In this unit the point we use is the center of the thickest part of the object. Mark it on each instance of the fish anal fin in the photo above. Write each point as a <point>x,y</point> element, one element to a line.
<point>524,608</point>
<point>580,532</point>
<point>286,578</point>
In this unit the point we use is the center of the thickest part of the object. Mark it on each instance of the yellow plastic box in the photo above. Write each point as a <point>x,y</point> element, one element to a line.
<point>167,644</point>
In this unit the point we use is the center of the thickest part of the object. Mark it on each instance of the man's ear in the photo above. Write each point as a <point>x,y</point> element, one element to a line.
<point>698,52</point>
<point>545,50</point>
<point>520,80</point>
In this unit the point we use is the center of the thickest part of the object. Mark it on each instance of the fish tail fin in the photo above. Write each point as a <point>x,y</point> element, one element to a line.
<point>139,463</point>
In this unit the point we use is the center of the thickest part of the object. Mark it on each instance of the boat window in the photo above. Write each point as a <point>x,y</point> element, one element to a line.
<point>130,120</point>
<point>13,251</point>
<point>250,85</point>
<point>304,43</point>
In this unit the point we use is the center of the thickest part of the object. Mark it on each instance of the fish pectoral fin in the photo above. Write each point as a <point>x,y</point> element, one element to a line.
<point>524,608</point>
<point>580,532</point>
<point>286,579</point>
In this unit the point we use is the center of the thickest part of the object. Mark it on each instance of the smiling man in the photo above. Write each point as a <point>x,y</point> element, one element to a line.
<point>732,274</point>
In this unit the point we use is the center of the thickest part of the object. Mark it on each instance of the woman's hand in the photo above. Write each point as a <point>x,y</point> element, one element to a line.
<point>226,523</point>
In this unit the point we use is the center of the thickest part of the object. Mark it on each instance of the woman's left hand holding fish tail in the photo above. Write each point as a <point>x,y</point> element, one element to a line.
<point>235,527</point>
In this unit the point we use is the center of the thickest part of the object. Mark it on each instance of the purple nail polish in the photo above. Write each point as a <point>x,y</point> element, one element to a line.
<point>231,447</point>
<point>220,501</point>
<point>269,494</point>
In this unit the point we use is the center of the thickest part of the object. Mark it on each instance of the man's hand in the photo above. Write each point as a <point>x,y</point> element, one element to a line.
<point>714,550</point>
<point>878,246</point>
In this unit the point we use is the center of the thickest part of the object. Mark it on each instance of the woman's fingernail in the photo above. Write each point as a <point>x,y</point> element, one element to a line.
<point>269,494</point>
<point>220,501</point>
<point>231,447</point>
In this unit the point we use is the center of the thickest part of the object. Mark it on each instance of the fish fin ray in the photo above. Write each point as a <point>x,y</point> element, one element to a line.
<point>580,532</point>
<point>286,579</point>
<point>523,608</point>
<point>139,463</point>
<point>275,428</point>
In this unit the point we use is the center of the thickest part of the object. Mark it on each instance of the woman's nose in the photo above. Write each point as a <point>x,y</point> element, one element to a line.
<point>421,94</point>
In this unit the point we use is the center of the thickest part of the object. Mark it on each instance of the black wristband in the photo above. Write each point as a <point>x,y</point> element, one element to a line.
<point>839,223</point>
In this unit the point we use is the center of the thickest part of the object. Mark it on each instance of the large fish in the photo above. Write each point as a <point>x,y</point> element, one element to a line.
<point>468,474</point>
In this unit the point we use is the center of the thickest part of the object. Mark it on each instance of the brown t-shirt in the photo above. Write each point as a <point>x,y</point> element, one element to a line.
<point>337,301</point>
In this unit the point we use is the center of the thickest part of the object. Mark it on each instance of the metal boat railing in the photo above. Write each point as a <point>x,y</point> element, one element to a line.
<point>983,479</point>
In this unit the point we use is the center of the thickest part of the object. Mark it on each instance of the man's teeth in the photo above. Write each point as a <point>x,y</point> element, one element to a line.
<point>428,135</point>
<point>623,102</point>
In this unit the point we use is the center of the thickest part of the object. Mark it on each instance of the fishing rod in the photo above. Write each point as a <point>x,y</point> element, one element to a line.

Task requirements: Give every entry again in full, precisely as written above.

Task answer:
In this unit the point we use is the center of the thickest part of the object. Mark it on each instance of the fish anal fin in the photo above. Write each point as a <point>x,y</point> element, one element to a line.
<point>524,608</point>
<point>580,532</point>
<point>286,578</point>
In this unit the point we use is the center of the thickest part of the object. Mark it on each instance of the yellow plastic box in the photo above. Write each point as a <point>x,y</point> element, one element to a line.
<point>167,644</point>
In this unit the point we use is the center of the thickest part of the object. Mark it on each instance of the man's ear in the photo above. Write each point as a <point>x,y</point> element, one element to a line.
<point>698,52</point>
<point>545,50</point>
<point>520,80</point>
In this unit the point we use is the center of the thickest part of the object. Mark it on each instance of the fish tail fin in the photo above. Write each point as a <point>x,y</point> element, one element to a line.
<point>139,463</point>
In this unit the point we use is the center of the thickest part of the object. Mark it on each instance of the boat window in the photo above. Write each point as a <point>x,y</point> element, one element to a line.
<point>130,120</point>
<point>13,251</point>
<point>250,85</point>
<point>304,43</point>
In this unit the point we use is the center of the thickest part of the object. Mark it on each instance of the fish pectoral fin in the photo above. Write each point as a <point>x,y</point> element, one element to a line.
<point>524,608</point>
<point>580,532</point>
<point>286,579</point>
In this unit the point we use is the center of the thickest part of the object. Mark it on each instance of the smiling man in the photo above. Write each point as a <point>x,y</point> element, one element to a line.
<point>732,274</point>
In this unit the point we use is the center of the thickest part of the object. Mark it on each instance of the woman's hand in the photo above. Write each point as a <point>x,y</point> element, one element to a line.
<point>226,523</point>
In this unit the point we use is the center of the thickest part of the object. Mark it on each instance of the woman's left hand holding fish tail in the photo above. Write each point as a <point>x,y</point> element, one element to a line.
<point>235,527</point>
In this unit the point we use is the center of the thickest part of the object. Mark it on each instance of the purple nail polish in the photo above. Write each point as a <point>x,y</point> element, one element to a line.
<point>231,447</point>
<point>220,501</point>
<point>269,494</point>
In this unit the point we use is the center of the thickest part of the object. Mark it on each instance of the man's hand in the photo above. Write each point as a <point>x,y</point> element, one element to a line.
<point>714,550</point>
<point>878,246</point>
In this unit the point we use is the center of the thickest part of the object. Mark it on each instance of the woman's fingernail in the photo above. Write each point as a <point>x,y</point> element, one element to a line.
<point>269,494</point>
<point>220,501</point>
<point>231,447</point>
In this unit the point we use is the center of the thickest part of the object. Mark it on each instance of the fish fin ray in the photo above. Write each point as a <point>x,y</point> element, one element to a line.
<point>580,532</point>
<point>286,579</point>
<point>523,608</point>
<point>139,463</point>
<point>275,428</point>
In this unit the point we use is the center of the thickest part of the object. Mark it on each instance of the woman's nose in the photo above. Write each point as a <point>x,y</point> element, one element to a line.
<point>421,94</point>
In this unit the point we use is the center of the thickest part of the object. Mark it on each instance of the black wristband in the photo above. Write each point as a <point>x,y</point> element, one element to a line.
<point>839,223</point>
In this unit the point we use is the center of the thickest part of the object. Mark it on each instance of the large fish in the photo above. Write each point as a <point>x,y</point> element, one element to a line.
<point>468,474</point>
In this unit the point we use is the center of the thickest part of the object. Mark it on each instance of the brown t-shirt in the photo above. Write each point as a <point>x,y</point> element, one element to a line.
<point>337,301</point>
In this unit the point we use is the center of the thickest part of the object. Mark it on each instance of the metal boat railing in the photo above. Write each point as a <point>x,y</point> element, one element to a line.
<point>983,479</point>
In this unit the point we use is the center of the thickest part of the object. Mark it on each instance of the man's teeth in the photo above. Write each point as a <point>x,y</point> element, one element to a line.
<point>428,135</point>
<point>623,102</point>
In this unit the point we use is the center of the thickest part of the object. Mark it on each instance of the fishing rod in the photo above. Write each point as a <point>x,y</point> element, one element to a line.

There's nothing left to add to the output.